_CHALLENGE_
Show each line in the entries below that contains the word "building", copied in full. Matches are case-sensitive.

_MATERIALS PROVIDED_
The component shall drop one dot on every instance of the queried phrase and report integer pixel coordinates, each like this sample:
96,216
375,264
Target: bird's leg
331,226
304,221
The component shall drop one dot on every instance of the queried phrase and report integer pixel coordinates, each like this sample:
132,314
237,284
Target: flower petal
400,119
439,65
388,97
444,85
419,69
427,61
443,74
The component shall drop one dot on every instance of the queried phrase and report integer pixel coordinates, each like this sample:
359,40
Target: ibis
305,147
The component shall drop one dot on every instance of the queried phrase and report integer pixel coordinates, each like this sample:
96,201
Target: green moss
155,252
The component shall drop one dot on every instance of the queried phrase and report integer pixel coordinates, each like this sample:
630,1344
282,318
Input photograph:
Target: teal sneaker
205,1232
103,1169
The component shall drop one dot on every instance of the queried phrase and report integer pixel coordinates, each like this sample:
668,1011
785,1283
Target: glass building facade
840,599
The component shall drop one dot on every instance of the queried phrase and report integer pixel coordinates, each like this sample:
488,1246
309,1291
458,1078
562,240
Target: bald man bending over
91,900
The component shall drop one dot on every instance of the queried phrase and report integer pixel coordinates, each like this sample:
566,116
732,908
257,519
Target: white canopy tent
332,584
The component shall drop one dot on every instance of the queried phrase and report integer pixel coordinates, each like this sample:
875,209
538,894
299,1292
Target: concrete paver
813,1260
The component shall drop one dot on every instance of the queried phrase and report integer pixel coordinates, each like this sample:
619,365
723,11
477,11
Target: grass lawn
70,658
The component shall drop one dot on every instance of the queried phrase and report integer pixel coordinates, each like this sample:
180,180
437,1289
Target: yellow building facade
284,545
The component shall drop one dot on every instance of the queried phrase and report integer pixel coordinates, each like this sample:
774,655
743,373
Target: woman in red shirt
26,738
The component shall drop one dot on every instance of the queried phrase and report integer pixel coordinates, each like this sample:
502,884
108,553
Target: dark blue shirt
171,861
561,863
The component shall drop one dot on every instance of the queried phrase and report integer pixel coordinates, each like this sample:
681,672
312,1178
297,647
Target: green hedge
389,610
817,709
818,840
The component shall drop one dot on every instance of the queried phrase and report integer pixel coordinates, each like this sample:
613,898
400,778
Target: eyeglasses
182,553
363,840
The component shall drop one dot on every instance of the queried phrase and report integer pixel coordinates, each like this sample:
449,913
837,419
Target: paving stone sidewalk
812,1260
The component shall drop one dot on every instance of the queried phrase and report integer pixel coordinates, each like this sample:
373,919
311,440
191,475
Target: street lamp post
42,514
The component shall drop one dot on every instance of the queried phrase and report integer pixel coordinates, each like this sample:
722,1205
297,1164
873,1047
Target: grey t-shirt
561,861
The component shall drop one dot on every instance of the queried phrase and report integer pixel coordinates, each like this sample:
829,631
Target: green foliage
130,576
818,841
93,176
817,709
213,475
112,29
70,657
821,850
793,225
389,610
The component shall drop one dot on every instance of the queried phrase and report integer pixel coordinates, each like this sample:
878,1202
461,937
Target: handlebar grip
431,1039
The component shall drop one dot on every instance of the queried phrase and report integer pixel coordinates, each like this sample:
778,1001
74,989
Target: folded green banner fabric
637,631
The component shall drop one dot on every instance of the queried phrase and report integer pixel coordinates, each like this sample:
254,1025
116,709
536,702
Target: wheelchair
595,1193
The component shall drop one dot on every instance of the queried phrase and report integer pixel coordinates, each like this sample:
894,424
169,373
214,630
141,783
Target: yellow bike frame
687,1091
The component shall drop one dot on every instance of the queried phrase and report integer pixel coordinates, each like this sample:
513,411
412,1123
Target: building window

_TASK RESULT_
Target: glass building facade
Target: yellow building facade
Target: building window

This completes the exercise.